PROBLEM STATEMENT
Reproduce every line of the listing below verbatim, from the first line through the last.

INFORMATION GIVEN
───
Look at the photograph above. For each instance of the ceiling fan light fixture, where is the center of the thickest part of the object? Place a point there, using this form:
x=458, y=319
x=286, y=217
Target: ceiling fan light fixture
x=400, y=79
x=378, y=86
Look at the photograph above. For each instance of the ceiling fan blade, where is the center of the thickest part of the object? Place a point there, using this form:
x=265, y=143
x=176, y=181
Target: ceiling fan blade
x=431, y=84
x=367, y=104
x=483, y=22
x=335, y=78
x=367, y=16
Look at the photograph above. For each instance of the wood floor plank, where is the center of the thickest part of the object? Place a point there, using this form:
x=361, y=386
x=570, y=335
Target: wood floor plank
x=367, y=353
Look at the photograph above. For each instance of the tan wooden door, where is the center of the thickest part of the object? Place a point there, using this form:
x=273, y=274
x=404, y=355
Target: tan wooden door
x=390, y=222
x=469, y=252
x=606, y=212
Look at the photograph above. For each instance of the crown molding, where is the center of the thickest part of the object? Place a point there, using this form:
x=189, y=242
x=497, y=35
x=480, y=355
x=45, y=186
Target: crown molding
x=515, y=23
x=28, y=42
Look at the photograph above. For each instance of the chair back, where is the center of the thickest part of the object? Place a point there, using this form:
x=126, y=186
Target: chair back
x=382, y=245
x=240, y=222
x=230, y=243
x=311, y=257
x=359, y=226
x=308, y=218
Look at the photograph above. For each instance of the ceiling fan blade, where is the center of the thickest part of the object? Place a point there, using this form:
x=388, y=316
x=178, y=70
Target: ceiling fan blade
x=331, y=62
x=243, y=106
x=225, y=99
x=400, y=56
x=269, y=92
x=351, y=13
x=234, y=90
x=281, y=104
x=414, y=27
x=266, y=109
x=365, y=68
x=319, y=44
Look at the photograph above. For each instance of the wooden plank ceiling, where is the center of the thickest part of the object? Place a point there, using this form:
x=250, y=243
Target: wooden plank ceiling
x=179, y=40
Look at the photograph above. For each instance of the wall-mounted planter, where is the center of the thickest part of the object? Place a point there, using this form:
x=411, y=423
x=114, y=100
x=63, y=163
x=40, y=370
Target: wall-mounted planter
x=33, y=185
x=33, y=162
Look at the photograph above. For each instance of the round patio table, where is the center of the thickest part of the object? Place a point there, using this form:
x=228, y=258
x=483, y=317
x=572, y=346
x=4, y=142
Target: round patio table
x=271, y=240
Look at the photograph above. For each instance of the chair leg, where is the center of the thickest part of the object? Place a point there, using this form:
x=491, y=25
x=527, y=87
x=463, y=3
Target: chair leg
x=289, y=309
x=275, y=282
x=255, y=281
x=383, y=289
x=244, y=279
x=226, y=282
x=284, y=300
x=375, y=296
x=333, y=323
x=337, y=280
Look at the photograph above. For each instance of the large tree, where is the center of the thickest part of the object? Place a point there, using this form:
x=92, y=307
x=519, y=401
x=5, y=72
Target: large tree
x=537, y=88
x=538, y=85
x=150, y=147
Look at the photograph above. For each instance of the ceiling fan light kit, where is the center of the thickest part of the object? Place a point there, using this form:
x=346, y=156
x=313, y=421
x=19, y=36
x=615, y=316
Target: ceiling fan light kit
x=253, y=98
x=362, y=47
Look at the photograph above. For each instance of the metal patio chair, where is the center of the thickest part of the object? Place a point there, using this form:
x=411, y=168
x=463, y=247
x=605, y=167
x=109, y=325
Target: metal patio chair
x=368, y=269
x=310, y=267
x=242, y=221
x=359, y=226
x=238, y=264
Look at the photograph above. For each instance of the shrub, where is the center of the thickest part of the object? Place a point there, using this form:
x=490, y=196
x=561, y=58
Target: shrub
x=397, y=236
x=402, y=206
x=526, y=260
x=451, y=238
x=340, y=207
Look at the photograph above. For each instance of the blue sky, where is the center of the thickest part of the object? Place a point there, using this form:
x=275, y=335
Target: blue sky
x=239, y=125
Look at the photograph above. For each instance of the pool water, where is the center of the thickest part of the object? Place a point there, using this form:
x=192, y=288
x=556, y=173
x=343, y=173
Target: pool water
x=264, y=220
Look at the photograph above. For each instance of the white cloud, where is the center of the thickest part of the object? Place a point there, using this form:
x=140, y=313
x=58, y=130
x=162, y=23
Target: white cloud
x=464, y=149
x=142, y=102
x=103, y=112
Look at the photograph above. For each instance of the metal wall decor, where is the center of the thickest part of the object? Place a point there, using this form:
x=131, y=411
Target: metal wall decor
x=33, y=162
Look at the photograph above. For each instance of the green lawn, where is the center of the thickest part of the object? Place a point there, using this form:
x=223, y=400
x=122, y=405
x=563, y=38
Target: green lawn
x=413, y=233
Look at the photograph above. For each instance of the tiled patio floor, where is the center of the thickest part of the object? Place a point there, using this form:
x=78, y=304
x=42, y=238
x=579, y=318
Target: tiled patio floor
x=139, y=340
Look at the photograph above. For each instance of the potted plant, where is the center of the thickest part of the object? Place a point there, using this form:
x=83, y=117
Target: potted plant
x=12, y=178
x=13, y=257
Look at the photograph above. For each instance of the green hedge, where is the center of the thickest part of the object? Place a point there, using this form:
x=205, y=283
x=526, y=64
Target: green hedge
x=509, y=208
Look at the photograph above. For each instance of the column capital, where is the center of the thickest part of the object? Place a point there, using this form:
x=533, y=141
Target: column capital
───
FINISHED TASK
Look at the photograph above. For each instance of the ceiling fan light fixture, where is the center of the thickest part of the object? Place a point there, using this form:
x=458, y=319
x=286, y=217
Target: ceiling fan light fixture
x=400, y=79
x=378, y=86
Look at the photograph above. For each instance of the ceiling fan blade, where is the center of the thickest part of the object? Place a point there, using this form:
x=265, y=143
x=176, y=181
Target: ceiling fan blade
x=431, y=84
x=367, y=104
x=483, y=22
x=335, y=78
x=367, y=16
Look at the photograph above. For each instance of the wood floor plank, where is the center of the thickest part of the object? Place a point there, using this form:
x=361, y=386
x=570, y=335
Target: wood floor plank
x=367, y=353
Look at the photograph above. For each instance of the tan wooden door, where is the center of the thickest part of the object? Place a point there, using this form:
x=273, y=274
x=404, y=355
Target: tan wooden door
x=390, y=222
x=469, y=252
x=606, y=212
Look at the photograph above. For each instance of the crown molding, where is the center of the thickest part of the object? Place a point there, using this form:
x=189, y=242
x=497, y=35
x=480, y=355
x=45, y=186
Target: crown molding
x=515, y=23
x=28, y=42
Look at the photograph above. For each instance of the chair back, where is the center of the thickest part of the object? Place a point there, using this form:
x=126, y=186
Target: chair back
x=382, y=245
x=240, y=222
x=230, y=243
x=311, y=257
x=359, y=226
x=308, y=218
Look at the photograph above. For each instance of the ceiling fan blade, where is the center of the thickest part of the object? Place a point there, using this form:
x=388, y=316
x=178, y=70
Target: ceiling fan blade
x=331, y=62
x=243, y=106
x=225, y=99
x=400, y=56
x=269, y=92
x=351, y=13
x=234, y=90
x=281, y=104
x=414, y=27
x=266, y=109
x=365, y=68
x=319, y=44
Look at the photograph above. For each instance of the wooden plank ceiling, where is the center of the thickest part of the object? Place a point there, using this form:
x=250, y=243
Target: wooden plank ceiling
x=179, y=40
Look at the photograph above. For each instance of the wall-mounted planter, where is the center of the thickest part of the object? Place a point there, using this form:
x=411, y=423
x=114, y=100
x=63, y=163
x=40, y=370
Target: wall-mounted planter
x=33, y=185
x=33, y=162
Look at the photograph above. For each instance of the round patio table, where is the center of the thickest part of the object? Place a point there, using this form:
x=228, y=258
x=483, y=317
x=572, y=346
x=4, y=142
Target: round patio table
x=271, y=240
Look at the photograph above. For each instance of the chair leg, where is the center of the thickest part of the object? Place a point there, using this form:
x=491, y=25
x=527, y=87
x=463, y=3
Target: chair leg
x=289, y=309
x=275, y=282
x=255, y=281
x=383, y=289
x=244, y=279
x=226, y=282
x=284, y=300
x=375, y=296
x=333, y=323
x=337, y=280
Look at the photograph above. For each instance of the large tree, where is the center of the thickest part of the object? Place a point there, using this form:
x=92, y=307
x=519, y=401
x=5, y=72
Target: large tree
x=537, y=88
x=538, y=85
x=150, y=147
Look at the photograph above. For each instance of the ceiling fan light kit, where is the center of the thickest part of the object? Place a point there, using this form:
x=346, y=156
x=313, y=421
x=19, y=36
x=615, y=316
Target: ceiling fan light kit
x=253, y=98
x=362, y=47
Look at the photograph above. For each instance of the metal patio chair, where is the center of the thickest part of the object? Place a point there, using this form:
x=411, y=168
x=463, y=247
x=605, y=167
x=109, y=325
Target: metal patio chair
x=368, y=269
x=310, y=267
x=242, y=221
x=359, y=226
x=238, y=264
Look at the photograph above. For each instance of the shrub, where is the center of the thickest part of the object? Place a point there, using this form:
x=490, y=196
x=561, y=58
Target: shrub
x=397, y=236
x=402, y=206
x=526, y=260
x=451, y=238
x=340, y=207
Look at the photograph above. For each instance of the blue sky, where is the center of the thickest part of the object? Place a point there, using this form:
x=275, y=335
Target: blue sky
x=239, y=125
Look at the photograph above. For each instance of the pool water, where is the center of the thickest part of the object? Place a point there, using this form:
x=192, y=288
x=556, y=173
x=343, y=173
Target: pool water
x=264, y=220
Look at the photograph above. For each instance of the white cloud, where is the center of the thickest part of the object? Place a point there, using this form:
x=140, y=313
x=58, y=130
x=162, y=23
Target: white cloud
x=464, y=149
x=142, y=102
x=103, y=112
Look at the photograph above. For each instance of the metal wall decor, where is the center of the thickest part of the object? Place a point there, using this form:
x=131, y=411
Target: metal wall decor
x=33, y=162
Look at the photograph above. For each instance of the green lawn, where is the center of the thickest part of the object? Place a point there, using this form:
x=223, y=400
x=122, y=405
x=563, y=38
Target: green lawn
x=413, y=233
Look at the photograph above. For each instance of the tiled patio floor, where is the center of the thickest part of the object? Place a point there, using this form:
x=78, y=304
x=42, y=238
x=579, y=318
Target: tiled patio floor
x=139, y=340
Look at the photograph above. For each instance of the potted plant, where is the center of the thickest part of the object? Place a point there, using this form:
x=83, y=117
Target: potted plant
x=12, y=178
x=13, y=257
Look at the photograph above. For each instance of the green hedge, where is the center of the thickest part of the object? Place a point there, using this form:
x=205, y=283
x=526, y=64
Target: green hedge
x=509, y=208
Look at the photograph above. For each instance of the column capital, where is the center of the thickest part of the object? Place a point there, using this form:
x=533, y=141
Target: column capital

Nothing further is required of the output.